### Page text:

══════

# Park Bench security



## DexterII (Jul 14, 2010)

Sadly, of course there is no way to secure them against every possibility, but yes, I imagine that the weight of several buried cement blocks would deter someone who wanted to make a quick grab. On the other hand, I know that you said "no concrete, but digging 4 relatively small diameter holes with a post hole digger, mixing up a bag of cement for each one, working a piece of rerod into each one, leveling them so that they kept the legs an inch or two above the ground, and concealing the pads with mulch, or whatever you have in that area, wouldn't necessarily provide any additional security, but would keep them level for you, and you wouldn't have to deal with the ground settling as you would most likely have if you bury blocks. All you should need is a pair of post hole diggers, 8 bags of redimix, a wheel barrow, a water source and hose, a shovel, a hoe, a 4' level, 8 scrap pieces of rerod, and a helper for an hour or so. Just a thought.


----------



## Shamus (Apr 27, 2008)

I agree.

It's unfortunate but that's the world we live in today. If it isn't nailed down it will disappear. To many people, average people, are lacking morals, ethic's and have no understanding of right and wrong.

See if you can get permission to cement them in and then hope someone dosen't destroy them trying to steal them.


----------



## GardenConcepts (Jan 21, 2010)

a duckbill anchor should do the job: http://foresightproducts.com/duckprod.html


----------



## Mr Chips (Mar 23, 2008)

if you don't plan on moving it you could just anchor the feet into wet concrete. First build some simple framing out of 2x4, like saw horses or even boxes so you can set the bench on to keep it level as the concrete sets Just dig some holes, fill with wet fast setting concrete, insert bench.

══════

### Brief:
Pick up the park bench security thread above after its last sentence and keep it going.

### Given data:
══════

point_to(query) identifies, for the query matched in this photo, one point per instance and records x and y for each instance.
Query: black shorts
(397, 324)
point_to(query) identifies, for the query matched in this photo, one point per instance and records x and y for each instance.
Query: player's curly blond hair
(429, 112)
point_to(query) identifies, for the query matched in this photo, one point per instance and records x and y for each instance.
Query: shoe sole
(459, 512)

══════

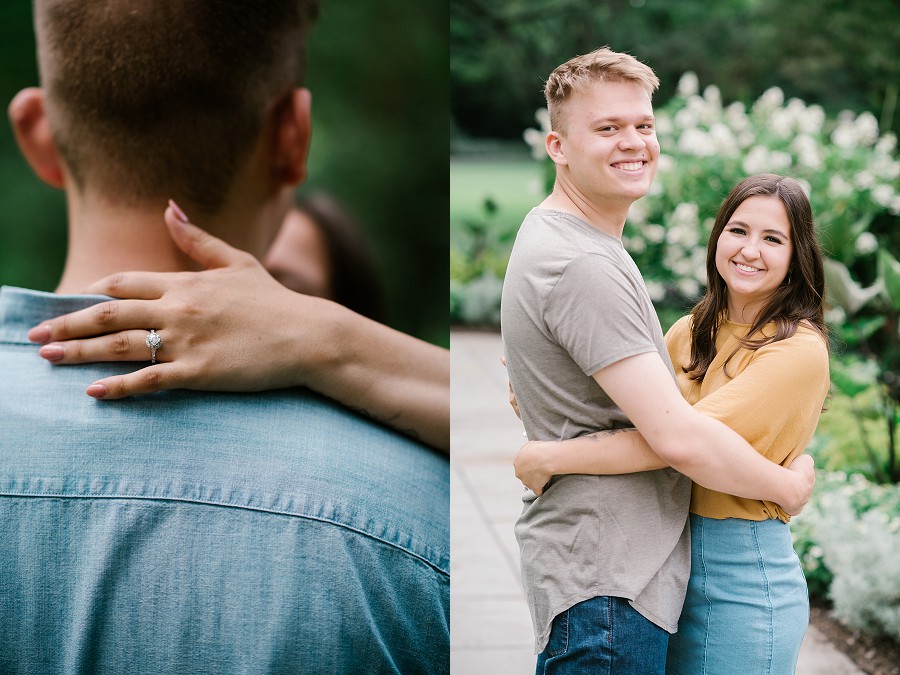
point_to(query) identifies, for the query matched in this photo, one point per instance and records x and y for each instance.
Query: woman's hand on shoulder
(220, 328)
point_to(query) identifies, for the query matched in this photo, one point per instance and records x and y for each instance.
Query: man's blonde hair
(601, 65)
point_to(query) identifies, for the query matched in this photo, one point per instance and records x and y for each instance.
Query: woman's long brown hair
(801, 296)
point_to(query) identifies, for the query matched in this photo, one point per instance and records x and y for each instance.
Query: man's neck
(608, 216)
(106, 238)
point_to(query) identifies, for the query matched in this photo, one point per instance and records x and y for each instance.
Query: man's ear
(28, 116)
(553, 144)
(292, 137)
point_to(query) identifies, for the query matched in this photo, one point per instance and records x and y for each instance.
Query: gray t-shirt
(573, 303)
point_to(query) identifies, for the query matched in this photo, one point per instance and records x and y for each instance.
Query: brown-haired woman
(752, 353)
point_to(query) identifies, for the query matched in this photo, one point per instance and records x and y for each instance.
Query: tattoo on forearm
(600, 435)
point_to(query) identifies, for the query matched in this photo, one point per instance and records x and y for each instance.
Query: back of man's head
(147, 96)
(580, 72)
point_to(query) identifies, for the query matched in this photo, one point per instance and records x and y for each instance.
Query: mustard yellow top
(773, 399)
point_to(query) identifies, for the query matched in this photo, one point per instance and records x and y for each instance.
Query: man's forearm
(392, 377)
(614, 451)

══════

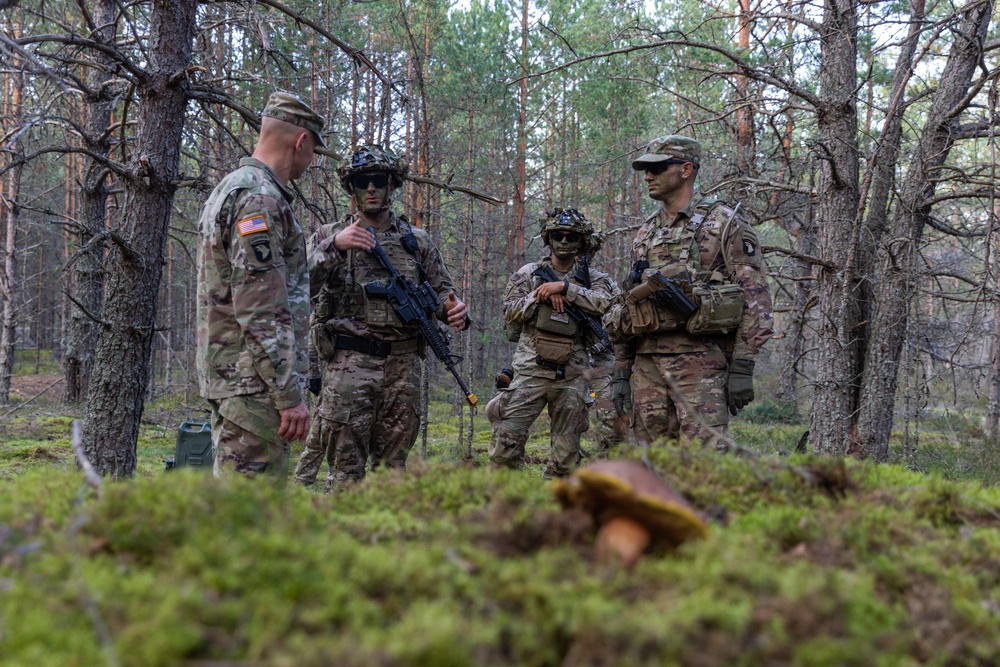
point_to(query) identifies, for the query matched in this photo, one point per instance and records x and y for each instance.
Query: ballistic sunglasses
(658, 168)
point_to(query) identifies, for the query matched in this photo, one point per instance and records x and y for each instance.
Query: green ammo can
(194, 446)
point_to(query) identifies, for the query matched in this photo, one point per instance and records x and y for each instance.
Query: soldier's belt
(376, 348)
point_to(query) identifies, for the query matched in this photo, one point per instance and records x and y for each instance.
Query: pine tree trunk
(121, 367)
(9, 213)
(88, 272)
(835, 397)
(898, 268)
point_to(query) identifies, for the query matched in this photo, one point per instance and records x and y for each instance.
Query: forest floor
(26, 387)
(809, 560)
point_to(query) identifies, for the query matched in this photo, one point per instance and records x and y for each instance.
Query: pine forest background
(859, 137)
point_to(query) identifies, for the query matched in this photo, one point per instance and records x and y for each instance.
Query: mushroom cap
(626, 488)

══════

### Task answer:
once concrete sets up just remove the bracing. It's slightly more work then burying blocks, and will set the bench about 3-4" lower to the ground, so be aware of that, but you don't have the eyesore of a cable and padlock that takes away from the serene garden look it sounds like you are going for


----------



## bernieb (Mar 20, 2010)

Mr Chips has the right idea, but dig a trench ditch, to hold both legs. One bag per trench,two inches under surface of dirt.


----------



## wmtracy (Sep 29, 2008)

Thanks to Dexter II, Shamus, Garden Concepts, Mr Chips & barnieb for your ideas & comments. I'll present the options to the church trustees who make the final call.


----------



## no1hustler (Aug 11, 2010)

wmtracy said:


> Thanks to Dexter II, Shamus, Garden Concepts, Mr Chips & barnieb for your ideas & comments. I'll present the options to the church trustees who make the final call.


Let us know what you end up doing. Take pics of it in progress too if possible.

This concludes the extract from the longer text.